**Prompt:** Reproduce the data below word for word, beginning with its first line and continuing through the line that contains "xmin=13 ymin=197 xmax=29 ymax=235", with both of those lines included.

— start Supplied records —

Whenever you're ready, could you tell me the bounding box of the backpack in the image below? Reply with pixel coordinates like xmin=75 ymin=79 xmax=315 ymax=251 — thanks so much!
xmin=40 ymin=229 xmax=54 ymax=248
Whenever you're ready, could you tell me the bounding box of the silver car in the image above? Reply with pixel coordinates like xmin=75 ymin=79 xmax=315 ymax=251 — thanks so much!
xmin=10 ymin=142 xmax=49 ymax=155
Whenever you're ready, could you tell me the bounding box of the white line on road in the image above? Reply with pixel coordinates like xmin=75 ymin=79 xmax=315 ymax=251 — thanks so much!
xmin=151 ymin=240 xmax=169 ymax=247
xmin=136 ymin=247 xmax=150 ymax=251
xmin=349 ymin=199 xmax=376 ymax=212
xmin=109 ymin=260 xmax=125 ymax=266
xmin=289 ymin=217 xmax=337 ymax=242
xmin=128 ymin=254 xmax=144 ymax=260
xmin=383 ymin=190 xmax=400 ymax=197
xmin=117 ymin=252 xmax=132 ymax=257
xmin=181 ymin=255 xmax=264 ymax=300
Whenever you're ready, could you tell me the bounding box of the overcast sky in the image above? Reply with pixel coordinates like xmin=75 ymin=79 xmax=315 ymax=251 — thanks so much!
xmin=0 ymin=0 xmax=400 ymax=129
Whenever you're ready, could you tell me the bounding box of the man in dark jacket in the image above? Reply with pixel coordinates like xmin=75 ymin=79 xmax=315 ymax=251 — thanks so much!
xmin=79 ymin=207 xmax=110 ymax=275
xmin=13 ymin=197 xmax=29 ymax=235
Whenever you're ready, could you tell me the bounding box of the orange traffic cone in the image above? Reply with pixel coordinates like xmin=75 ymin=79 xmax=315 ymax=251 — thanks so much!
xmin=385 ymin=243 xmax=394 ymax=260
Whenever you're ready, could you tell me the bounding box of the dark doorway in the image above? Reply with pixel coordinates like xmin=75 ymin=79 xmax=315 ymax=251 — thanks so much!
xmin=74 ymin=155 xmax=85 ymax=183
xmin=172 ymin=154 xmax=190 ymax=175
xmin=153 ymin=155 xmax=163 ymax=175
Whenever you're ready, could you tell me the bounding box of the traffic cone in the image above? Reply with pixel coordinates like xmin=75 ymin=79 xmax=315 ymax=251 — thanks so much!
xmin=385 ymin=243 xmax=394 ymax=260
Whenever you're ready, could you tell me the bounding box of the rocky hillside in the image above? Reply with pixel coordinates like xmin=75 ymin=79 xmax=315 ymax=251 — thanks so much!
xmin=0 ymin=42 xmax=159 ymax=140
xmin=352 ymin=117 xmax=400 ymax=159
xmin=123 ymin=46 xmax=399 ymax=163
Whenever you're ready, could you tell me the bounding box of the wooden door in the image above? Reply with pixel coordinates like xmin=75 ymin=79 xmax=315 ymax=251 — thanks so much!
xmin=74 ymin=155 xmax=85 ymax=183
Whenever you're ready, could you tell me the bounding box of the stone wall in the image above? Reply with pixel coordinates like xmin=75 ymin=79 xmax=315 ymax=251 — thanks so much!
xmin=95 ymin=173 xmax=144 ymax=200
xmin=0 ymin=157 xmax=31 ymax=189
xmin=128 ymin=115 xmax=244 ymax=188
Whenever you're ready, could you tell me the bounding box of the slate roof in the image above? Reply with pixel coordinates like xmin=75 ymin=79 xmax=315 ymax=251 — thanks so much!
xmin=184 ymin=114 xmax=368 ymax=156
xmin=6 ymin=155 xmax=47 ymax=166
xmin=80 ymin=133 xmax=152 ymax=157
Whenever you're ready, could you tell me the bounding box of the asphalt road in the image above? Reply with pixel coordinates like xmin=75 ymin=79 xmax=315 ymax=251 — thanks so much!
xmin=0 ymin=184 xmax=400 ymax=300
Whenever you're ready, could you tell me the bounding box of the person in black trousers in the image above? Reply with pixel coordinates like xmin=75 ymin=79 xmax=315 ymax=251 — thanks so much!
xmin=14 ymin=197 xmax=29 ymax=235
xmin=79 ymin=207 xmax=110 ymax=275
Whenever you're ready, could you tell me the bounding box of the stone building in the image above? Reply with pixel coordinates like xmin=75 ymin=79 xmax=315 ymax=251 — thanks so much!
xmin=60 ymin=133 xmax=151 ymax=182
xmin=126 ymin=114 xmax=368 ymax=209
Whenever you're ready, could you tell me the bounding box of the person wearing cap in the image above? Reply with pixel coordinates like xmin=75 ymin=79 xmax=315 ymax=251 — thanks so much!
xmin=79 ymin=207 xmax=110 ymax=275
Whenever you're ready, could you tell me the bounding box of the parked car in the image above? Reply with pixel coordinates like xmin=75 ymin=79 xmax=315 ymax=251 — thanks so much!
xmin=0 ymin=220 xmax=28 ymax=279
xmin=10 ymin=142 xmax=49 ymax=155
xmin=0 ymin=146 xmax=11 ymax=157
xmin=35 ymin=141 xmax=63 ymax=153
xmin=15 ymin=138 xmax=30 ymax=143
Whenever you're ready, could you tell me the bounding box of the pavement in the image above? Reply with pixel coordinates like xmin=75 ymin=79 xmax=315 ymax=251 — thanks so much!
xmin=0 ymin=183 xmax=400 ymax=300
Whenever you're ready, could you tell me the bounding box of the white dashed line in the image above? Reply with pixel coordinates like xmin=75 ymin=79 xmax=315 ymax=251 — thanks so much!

— end Supplied records —

**Task solution:**
Whenever you're ready, could you tell me the bounding box of the backpack in the image below? Reply with pixel coordinates like xmin=75 ymin=79 xmax=315 ymax=251 — thanks so much!
xmin=40 ymin=229 xmax=54 ymax=248
Whenever you're ready, could you tell me the bounding box of the silver car in the image above? Reply with pixel coordinates like xmin=75 ymin=79 xmax=315 ymax=251 — thanks so much!
xmin=10 ymin=142 xmax=49 ymax=155
Whenever you're ready, could you tell me the bounding box of the white line on road in the image above? Reply with pixel coordinates like xmin=75 ymin=79 xmax=315 ymax=251 — thanks so much!
xmin=151 ymin=240 xmax=169 ymax=247
xmin=136 ymin=247 xmax=150 ymax=251
xmin=349 ymin=199 xmax=376 ymax=212
xmin=109 ymin=260 xmax=125 ymax=266
xmin=289 ymin=217 xmax=337 ymax=242
xmin=128 ymin=254 xmax=144 ymax=260
xmin=383 ymin=190 xmax=400 ymax=197
xmin=117 ymin=252 xmax=132 ymax=257
xmin=181 ymin=255 xmax=264 ymax=300
Whenever you're ready, could you tell me the bounding box of the overcast sky in the image above? Reply with pixel coordinates like xmin=75 ymin=79 xmax=315 ymax=251 — thanks so much!
xmin=0 ymin=0 xmax=400 ymax=129
Whenever you're ready, could you tell me the bounding box of the man in dark jacket in the image above? Reply with pixel coordinates like xmin=75 ymin=79 xmax=315 ymax=251 — thanks so much!
xmin=79 ymin=207 xmax=110 ymax=275
xmin=13 ymin=197 xmax=29 ymax=235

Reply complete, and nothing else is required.